## [Passage à lire]
■ ■ ■ ■ ■ ■ ■

L’article 260.35 de la LPC, ajouté à la LPC par l’article 12 de la Loi sur le budget, est-il constitutionnellement valide?
(i) La norme d’intervention
[62] La norme d’intervention applicable dans les affaires d’analyse constitutionnelle est celle de la décision correcte[71]. Lorsqu’il est toutefois possible de traiter l’analyse proprement dite séparément des conclusions de fait qui la sous-tendent, lesquelles peuvent s’avérer déterminantes en appel[72], ces dernières commandent la retenue judiciaire[73] et ne peuvent être révisées que suivant la norme de l’erreur manifeste et déterminante[74].
[63] Outre les faits en litige proprement dits, la preuve « extrinsèque » analysée par le juge afin de déterminer le caractère véritable d’une disposition législative participe de la notion de « faits législatifs »[75]. Après une période de flottement dans la jurisprudence[76], dans Canada (Procureur général) c. Bedford[77] la juge en chef McLachlin a précisé pour une Cour unanime qu’en matière constitutionnelle il n’y a pas lieu de faire de distinction entre, notamment, les faits en litige et les faits législatifs et qu’en conséquence, il ne convient pas d’appliquer aux seconds une norme de contrôle non déférente[78].
(ii) La première étape du cadre analytique : le caractère véritable
[64] Rappelons que le juge a conclu de la preuve intrinsèque, de la preuve extrinsèque ainsi que des effets juridiques et pratiques de l’article 260.35 que son caractère véritable est « de forcer les FSI à bloquer les sites de JHA que Loto-Québec estime illégaux […] afin d’augmenter les revenus de la province […] »[79].
[65] Qu’en est-il?

■ ■ ■ ■ ■ ■ ■

## [Consigne]
D’après le passage sur l’article 260.35 de la LPC, quelle norme d’intervention s’applique dans les affaires d’analyse constitutionnelle ?

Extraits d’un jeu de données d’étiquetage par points
■ ■ ■ ■ ■ ■ ■

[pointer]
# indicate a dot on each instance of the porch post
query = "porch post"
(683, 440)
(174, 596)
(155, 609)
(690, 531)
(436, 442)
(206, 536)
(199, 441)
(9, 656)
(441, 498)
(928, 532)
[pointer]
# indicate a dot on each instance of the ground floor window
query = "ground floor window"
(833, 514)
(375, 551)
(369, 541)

■ ■ ■ ■ ■ ■ ■

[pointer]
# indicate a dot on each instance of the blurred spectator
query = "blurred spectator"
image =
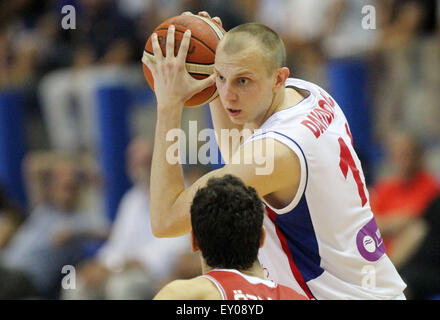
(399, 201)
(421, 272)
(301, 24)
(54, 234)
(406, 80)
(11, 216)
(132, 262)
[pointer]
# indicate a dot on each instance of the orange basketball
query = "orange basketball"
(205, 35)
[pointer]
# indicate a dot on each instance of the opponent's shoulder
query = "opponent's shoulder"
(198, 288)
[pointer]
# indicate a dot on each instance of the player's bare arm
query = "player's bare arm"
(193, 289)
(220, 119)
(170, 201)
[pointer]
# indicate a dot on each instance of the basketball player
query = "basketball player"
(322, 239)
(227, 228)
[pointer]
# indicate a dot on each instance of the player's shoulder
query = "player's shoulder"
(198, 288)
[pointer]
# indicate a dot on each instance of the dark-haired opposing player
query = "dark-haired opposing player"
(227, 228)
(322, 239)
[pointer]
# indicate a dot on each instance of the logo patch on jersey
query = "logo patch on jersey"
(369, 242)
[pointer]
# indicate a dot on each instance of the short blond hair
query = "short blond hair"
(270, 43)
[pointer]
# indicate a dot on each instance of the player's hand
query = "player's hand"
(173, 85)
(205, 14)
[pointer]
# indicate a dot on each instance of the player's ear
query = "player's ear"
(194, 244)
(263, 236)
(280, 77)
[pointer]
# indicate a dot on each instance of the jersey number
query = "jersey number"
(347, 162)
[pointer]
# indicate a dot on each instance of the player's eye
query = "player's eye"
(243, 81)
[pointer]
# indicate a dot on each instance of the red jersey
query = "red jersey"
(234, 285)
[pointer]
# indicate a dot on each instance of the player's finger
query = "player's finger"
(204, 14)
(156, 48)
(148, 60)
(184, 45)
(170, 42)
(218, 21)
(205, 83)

■ ■ ■ ■ ■ ■ ■

## [Bonne réponse]
La norme de la décision correcte.